- **STATED PROBLEM**
Copy the entries from their start through the line containing "43 177 L 43", swapping "beige wall" for "cream wall" and leaving everything else untouched.

begin ENTRIES

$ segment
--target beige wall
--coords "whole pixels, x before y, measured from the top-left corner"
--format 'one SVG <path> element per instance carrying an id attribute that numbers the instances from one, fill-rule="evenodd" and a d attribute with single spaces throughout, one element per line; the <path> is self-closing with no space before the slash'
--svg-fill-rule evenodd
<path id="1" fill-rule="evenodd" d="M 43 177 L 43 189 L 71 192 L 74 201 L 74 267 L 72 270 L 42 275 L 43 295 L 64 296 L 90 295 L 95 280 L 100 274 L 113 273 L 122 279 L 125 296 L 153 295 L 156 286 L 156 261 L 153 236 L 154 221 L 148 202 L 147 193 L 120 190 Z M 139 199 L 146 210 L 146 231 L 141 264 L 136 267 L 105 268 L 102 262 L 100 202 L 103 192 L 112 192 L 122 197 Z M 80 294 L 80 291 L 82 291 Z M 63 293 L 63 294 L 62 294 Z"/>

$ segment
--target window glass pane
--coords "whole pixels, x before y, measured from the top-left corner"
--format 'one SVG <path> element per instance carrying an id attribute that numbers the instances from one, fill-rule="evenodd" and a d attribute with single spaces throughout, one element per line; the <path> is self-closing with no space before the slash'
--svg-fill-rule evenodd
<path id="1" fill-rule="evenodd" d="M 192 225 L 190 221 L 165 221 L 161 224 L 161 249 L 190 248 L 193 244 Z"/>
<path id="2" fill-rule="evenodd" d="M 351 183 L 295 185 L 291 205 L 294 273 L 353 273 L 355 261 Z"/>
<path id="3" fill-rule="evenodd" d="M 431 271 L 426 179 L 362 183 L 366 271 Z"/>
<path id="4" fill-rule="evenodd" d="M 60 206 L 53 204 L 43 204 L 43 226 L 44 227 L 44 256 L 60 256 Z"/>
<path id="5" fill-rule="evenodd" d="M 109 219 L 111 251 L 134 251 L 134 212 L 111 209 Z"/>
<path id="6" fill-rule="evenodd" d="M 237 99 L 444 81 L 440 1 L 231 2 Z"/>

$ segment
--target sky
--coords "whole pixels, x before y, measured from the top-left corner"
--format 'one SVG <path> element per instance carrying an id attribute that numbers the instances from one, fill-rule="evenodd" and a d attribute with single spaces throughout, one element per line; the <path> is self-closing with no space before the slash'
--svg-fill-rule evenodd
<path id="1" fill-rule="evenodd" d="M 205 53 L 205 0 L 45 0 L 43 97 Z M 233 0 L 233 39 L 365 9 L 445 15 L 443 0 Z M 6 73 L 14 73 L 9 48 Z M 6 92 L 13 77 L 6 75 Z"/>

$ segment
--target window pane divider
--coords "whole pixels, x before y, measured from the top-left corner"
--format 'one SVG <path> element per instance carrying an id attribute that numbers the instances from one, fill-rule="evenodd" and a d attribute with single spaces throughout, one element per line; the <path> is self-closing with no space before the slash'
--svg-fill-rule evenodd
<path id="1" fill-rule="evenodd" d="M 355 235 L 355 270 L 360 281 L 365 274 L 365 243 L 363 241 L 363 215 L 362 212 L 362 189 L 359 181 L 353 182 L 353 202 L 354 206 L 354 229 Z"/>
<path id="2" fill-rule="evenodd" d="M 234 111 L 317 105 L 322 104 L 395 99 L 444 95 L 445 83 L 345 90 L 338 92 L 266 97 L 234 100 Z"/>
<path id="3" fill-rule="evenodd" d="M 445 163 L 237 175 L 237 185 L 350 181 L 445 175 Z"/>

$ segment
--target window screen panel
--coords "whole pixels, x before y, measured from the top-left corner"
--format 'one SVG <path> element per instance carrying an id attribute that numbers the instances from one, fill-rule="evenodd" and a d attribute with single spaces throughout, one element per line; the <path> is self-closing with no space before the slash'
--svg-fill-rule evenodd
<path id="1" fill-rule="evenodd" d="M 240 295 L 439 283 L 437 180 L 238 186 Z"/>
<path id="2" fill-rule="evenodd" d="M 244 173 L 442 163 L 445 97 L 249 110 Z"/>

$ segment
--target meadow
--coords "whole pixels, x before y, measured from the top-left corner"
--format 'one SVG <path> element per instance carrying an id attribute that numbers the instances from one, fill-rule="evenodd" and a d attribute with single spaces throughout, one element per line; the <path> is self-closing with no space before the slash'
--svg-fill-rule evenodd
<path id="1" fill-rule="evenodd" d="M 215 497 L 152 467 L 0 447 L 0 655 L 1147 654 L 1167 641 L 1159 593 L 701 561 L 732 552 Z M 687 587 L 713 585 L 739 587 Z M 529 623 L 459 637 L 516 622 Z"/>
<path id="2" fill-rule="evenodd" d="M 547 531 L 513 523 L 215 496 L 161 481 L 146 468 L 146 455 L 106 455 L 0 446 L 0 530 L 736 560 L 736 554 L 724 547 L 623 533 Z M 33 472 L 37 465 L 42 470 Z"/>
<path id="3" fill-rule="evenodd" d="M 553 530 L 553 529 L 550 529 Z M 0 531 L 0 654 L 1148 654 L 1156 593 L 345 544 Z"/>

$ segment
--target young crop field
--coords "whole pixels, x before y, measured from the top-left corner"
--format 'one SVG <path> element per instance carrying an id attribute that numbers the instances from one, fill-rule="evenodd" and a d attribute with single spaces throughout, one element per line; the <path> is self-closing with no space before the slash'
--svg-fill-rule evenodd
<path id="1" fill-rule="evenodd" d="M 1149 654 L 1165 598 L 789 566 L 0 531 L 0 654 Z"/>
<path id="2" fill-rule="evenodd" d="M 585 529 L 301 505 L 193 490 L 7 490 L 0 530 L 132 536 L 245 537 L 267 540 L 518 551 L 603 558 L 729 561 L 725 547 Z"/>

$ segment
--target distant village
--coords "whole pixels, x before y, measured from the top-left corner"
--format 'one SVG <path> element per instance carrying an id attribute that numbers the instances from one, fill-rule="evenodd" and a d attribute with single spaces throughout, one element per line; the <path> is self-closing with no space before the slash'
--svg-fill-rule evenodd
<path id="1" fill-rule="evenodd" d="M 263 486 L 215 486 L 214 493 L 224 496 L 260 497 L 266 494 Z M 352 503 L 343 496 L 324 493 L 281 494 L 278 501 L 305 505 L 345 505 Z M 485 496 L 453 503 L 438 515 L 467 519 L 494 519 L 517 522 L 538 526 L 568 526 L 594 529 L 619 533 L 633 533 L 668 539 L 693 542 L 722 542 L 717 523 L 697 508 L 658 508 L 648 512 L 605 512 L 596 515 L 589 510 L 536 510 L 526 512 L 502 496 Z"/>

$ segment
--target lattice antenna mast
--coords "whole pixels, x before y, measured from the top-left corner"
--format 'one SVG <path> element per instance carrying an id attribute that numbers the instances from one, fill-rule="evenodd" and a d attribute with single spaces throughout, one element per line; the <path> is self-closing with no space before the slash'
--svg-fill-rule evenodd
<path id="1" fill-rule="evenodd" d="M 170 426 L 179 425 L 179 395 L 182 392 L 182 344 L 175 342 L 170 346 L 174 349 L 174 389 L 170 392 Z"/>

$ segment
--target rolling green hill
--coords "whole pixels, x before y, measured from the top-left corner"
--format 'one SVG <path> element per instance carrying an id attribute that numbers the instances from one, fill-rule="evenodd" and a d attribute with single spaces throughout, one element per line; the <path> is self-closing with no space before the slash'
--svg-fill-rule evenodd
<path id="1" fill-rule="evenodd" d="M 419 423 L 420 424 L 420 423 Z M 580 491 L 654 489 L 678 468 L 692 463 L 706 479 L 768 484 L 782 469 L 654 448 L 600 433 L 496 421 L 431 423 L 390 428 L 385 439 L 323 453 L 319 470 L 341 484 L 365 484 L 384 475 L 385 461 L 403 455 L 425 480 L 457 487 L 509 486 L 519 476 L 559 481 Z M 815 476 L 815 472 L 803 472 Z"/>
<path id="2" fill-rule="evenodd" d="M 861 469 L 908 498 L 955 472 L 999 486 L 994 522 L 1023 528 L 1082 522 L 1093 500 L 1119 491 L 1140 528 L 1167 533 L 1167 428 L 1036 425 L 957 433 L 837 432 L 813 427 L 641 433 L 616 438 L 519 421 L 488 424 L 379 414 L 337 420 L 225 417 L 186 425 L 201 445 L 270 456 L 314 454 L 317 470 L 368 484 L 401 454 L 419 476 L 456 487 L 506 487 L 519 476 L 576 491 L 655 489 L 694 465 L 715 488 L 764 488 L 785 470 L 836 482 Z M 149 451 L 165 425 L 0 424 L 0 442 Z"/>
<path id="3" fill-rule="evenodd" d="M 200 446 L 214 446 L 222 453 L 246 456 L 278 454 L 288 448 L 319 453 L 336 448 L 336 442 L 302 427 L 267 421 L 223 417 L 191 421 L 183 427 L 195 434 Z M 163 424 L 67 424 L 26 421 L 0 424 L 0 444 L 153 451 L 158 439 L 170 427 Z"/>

end ENTRIES

- **TASK SOLUTION**
$ segment
--target cream wall
--coords "whole pixels, x before y, measured from the top-left corner"
--format 'one SVG <path> element per instance carrying an id attribute that numbers the instances from one, fill-rule="evenodd" and a d attribute with single spaces throughout, one element per line; the <path> is self-closing with no space before the slash'
--svg-fill-rule evenodd
<path id="1" fill-rule="evenodd" d="M 43 177 L 43 189 L 71 192 L 74 201 L 74 267 L 72 270 L 42 275 L 43 295 L 64 296 L 90 295 L 95 280 L 100 274 L 113 273 L 122 279 L 125 296 L 153 295 L 156 286 L 156 261 L 153 236 L 154 221 L 148 202 L 147 193 L 120 190 Z M 139 199 L 146 210 L 146 231 L 141 264 L 136 267 L 105 268 L 102 262 L 100 202 L 103 192 L 112 192 L 122 197 Z M 80 294 L 80 291 L 82 291 Z M 63 293 L 63 294 L 62 294 Z"/>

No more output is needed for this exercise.